## Goal
Can you put every line of the data below into a JSON list of strings, one string per line, with blank lines left out?

* START Data entries *

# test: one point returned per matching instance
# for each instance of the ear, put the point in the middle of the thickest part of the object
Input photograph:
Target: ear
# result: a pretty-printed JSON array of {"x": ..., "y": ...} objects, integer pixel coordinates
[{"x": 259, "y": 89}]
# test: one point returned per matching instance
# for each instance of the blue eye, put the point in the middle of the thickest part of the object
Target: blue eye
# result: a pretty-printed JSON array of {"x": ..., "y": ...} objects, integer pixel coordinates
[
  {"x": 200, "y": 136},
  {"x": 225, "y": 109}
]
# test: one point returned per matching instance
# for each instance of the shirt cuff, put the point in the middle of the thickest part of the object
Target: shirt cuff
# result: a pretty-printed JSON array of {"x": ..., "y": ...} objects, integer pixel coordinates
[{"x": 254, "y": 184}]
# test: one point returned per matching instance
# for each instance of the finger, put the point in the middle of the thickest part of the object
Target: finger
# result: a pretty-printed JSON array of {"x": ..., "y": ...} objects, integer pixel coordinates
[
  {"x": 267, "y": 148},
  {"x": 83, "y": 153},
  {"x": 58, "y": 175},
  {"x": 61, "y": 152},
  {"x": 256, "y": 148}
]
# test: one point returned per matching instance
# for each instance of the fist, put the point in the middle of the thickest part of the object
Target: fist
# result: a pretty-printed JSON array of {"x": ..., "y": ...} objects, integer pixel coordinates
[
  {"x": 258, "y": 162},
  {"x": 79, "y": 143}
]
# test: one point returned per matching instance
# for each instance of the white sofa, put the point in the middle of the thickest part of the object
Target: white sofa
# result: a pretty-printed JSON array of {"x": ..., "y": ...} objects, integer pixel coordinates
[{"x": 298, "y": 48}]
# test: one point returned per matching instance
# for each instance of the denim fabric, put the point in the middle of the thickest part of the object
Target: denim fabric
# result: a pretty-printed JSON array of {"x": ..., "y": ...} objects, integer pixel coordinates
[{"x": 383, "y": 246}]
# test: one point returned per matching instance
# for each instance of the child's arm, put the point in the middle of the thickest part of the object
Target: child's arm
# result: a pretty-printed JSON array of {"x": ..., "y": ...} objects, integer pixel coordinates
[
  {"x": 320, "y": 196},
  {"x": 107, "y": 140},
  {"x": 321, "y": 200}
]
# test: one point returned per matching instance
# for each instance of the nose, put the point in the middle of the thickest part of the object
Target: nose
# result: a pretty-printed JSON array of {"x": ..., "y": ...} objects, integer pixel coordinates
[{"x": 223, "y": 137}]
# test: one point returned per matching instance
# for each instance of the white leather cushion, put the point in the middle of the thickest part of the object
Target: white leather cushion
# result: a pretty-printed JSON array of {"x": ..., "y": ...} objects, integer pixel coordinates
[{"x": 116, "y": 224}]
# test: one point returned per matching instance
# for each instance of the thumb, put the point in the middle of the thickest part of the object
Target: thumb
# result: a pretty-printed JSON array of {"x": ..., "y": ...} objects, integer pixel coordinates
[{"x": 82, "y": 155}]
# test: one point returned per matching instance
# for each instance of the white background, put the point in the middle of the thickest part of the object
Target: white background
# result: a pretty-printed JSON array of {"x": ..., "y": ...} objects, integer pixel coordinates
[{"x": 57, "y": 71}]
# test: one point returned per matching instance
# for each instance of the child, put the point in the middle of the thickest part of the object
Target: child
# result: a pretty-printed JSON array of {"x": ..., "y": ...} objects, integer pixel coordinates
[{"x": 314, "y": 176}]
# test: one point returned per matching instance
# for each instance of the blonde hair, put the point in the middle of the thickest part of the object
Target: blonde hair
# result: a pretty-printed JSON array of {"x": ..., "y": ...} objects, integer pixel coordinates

* END Data entries *

## Result of the task
[
  "# test: one point returned per matching instance",
  "# for each instance of the ear, put the point in the middle of the thickest part of the object",
  "Input photograph:",
  "Target: ear",
  "# result: a pretty-printed JSON array of {\"x\": ..., \"y\": ...} objects, integer pixel coordinates",
  "[{\"x\": 259, \"y\": 89}]",
  "# test: one point returned per matching instance",
  "# for each instance of the blue eye, put the point in the middle of the thickest part of the object",
  "Target: blue eye",
  "# result: a pretty-printed JSON array of {\"x\": ..., \"y\": ...} objects, integer pixel coordinates",
  "[",
  "  {\"x\": 200, \"y\": 136},",
  "  {\"x\": 225, \"y\": 109}",
  "]",
  "# test: one point returned per matching instance",
  "# for each instance of the shirt cuff, put the point in the middle of the thickest part of the object",
  "Target: shirt cuff",
  "# result: a pretty-printed JSON array of {\"x\": ..., \"y\": ...} objects, integer pixel coordinates",
  "[{\"x\": 254, \"y\": 184}]",
  "# test: one point returned per matching instance",
  "# for each instance of the finger, put the point in the middle of the thickest part of the object",
  "Target: finger",
  "# result: a pretty-printed JSON array of {\"x\": ..., \"y\": ...} objects, integer pixel coordinates",
  "[",
  "  {\"x\": 267, \"y\": 148},",
  "  {\"x\": 83, \"y\": 153},",
  "  {\"x\": 58, \"y\": 175},",
  "  {\"x\": 61, \"y\": 152},",
  "  {\"x\": 256, \"y\": 148}",
  "]",
  "# test: one point returned per matching instance",
  "# for each instance of the fist, put the point in the middle of the thickest part of the object",
  "Target: fist",
  "# result: a pretty-printed JSON array of {\"x\": ..., \"y\": ...} objects, integer pixel coordinates",
  "[",
  "  {\"x\": 258, \"y\": 162},",
  "  {\"x\": 79, \"y\": 143}",
  "]",
  "# test: one point returned per matching instance",
  "# for each instance of the white sofa, put the point in the middle of the thickest part of the object",
  "Target: white sofa",
  "# result: a pretty-printed JSON array of {\"x\": ..., \"y\": ...} objects, integer pixel coordinates",
  "[{\"x\": 298, \"y\": 48}]",
  "# test: one point returned per matching instance",
  "# for each instance of the denim fabric, put the point in the middle of the thickest part of the object",
  "Target: denim fabric",
  "# result: a pretty-printed JSON array of {\"x\": ..., \"y\": ...} objects, integer pixel coordinates",
  "[{\"x\": 383, \"y\": 246}]",
  "# test: one point returned per matching instance",
  "# for each instance of the child's arm, put the point in the middle of the thickest part of the object",
  "Target: child's arm",
  "# result: a pretty-printed JSON array of {\"x\": ..., \"y\": ...} objects, integer pixel coordinates",
  "[",
  "  {\"x\": 320, \"y\": 196},",
  "  {\"x\": 107, \"y\": 140},",
  "  {\"x\": 321, \"y\": 200}",
  "]",
  "# test: one point returned per matching instance",
  "# for each instance of the nose, put the point in the middle of the thickest part of the object",
  "Target: nose",
  "# result: a pretty-printed JSON array of {\"x\": ..., \"y\": ...} objects, integer pixel coordinates",
  "[{\"x\": 223, \"y\": 137}]",
  "# test: one point returned per matching instance",
  "# for each instance of the white leather cushion, put the point in the middle of the thickest part of the object",
  "Target: white leather cushion",
  "# result: a pretty-printed JSON array of {\"x\": ..., \"y\": ...} objects, integer pixel coordinates",
  "[{\"x\": 116, \"y\": 224}]",
  "# test: one point returned per matching instance",
  "# for each instance of the thumb, put the point in the middle of the thickest part of the object",
  "Target: thumb",
  "# result: a pretty-printed JSON array of {\"x\": ..., \"y\": ...} objects, integer pixel coordinates",
  "[{\"x\": 82, \"y\": 155}]",
  "# test: one point returned per matching instance",
  "# for each instance of the white background, put the point in the middle of the thickest part of the object",
  "Target: white background",
  "# result: a pretty-printed JSON array of {\"x\": ..., \"y\": ...} objects, integer pixel coordinates",
  "[{\"x\": 57, \"y\": 71}]",
  "# test: one point returned per matching instance",
  "# for each instance of the child, put the point in the middle of the thickest part of the object",
  "Target: child",
  "# result: a pretty-printed JSON array of {\"x\": ..., \"y\": ...} objects, integer pixel coordinates",
  "[{\"x\": 314, \"y\": 176}]",
  "# test: one point returned per matching instance",
  "# for each instance of the blonde hair, put the point in the middle of the thickest part of the object",
  "Target: blonde hair",
  "# result: a pretty-printed JSON array of {\"x\": ..., \"y\": ...} objects, integer pixel coordinates"
]